_Page excerpt_
- - - - -

Asked to name some of his accomplishments as dean beginning in 2003, Wynne is modest, pointing only to some of the many statewide and national accolades won by CALS faculty members. But the College did, indeed, make other substantial strides under his leadership. For example, it launched programs related to value-added agriculture to help growers produce new products, reach new markets and start new enterprises. A stronger N.C. local foods industry, growing wineries and vineyards and promising biofuels and bioprocessing research are among the results of those efforts.

Meanwhile, CALS opened labs to provide researchers and students with infrastructure and equipment to conduct genomic, proteomic and metabolomics research that has become increasingly vital to life sciences industries, agriculture and human and animal health.

- - - - -

_Provided data_
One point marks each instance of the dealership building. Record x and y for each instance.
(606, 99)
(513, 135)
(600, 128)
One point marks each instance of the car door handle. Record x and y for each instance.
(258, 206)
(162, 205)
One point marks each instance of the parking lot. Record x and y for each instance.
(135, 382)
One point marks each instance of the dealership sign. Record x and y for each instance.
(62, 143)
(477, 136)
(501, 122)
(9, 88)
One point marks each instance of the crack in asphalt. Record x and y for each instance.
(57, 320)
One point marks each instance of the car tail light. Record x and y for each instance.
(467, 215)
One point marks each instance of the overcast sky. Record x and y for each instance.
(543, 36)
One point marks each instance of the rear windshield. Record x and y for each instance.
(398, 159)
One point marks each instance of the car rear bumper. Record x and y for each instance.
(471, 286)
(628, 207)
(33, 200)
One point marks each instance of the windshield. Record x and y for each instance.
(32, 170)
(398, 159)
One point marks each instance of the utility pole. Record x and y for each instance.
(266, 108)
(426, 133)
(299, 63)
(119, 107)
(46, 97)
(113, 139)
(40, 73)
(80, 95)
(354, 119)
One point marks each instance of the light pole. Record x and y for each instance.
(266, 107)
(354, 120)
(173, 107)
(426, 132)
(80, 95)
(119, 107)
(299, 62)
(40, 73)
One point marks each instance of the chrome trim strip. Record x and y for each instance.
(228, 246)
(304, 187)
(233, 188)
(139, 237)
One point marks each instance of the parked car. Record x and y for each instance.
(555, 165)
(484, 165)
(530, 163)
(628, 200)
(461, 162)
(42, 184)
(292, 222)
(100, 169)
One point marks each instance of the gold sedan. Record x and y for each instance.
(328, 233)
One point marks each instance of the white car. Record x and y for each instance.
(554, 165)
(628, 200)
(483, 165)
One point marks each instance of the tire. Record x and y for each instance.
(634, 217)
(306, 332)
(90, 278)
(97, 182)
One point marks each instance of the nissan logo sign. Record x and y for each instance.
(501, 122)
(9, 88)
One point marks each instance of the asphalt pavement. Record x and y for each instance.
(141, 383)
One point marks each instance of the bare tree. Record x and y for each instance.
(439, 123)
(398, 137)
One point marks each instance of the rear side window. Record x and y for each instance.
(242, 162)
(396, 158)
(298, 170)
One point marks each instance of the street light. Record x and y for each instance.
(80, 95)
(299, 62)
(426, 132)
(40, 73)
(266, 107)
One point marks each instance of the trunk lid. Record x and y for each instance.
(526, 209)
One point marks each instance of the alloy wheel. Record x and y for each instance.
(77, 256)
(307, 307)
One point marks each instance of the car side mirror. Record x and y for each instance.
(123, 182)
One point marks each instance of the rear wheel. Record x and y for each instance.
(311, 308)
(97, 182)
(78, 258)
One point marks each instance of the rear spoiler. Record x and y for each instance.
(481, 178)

- - - - -

_Tasks and exercises_
**a)** Print everything in the CALS passage above from "Asked to name" down to "and animal health.".
**b)** Translate this sentence from the CALS passage into Spanish: "For example, it launched programs related to value-added agriculture to help growers produce new products, reach new markets and start new enterprises."

_Answers for each item_
**a)**
Asked to name some of his accomplishments as dean beginning in 2003, Wynne is modest, pointing only to some of the many statewide and national accolades won by CALS faculty members. But the College did, indeed, make other substantial strides under his leadership. For example, it launched programs related to value-added agriculture to help growers produce new products, reach new markets and start new enterprises. A stronger N.C. local foods industry, growing wineries and vineyards and promising biofuels and bioprocessing research are among the results of those efforts.

Meanwhile, CALS opened labs to provide researchers and students with infrastructure and equipment to conduct genomic, proteomic and metabolomics research that has become increasingly vital to life sciences industries, agriculture and human and animal health.

**b)** Por ejemplo, puso en marcha programas relacionados con la agricultura de valor agregado para ayudar a los productores a elaborar nuevos productos, llegar a nuevos mercados y emprender nuevos negocios.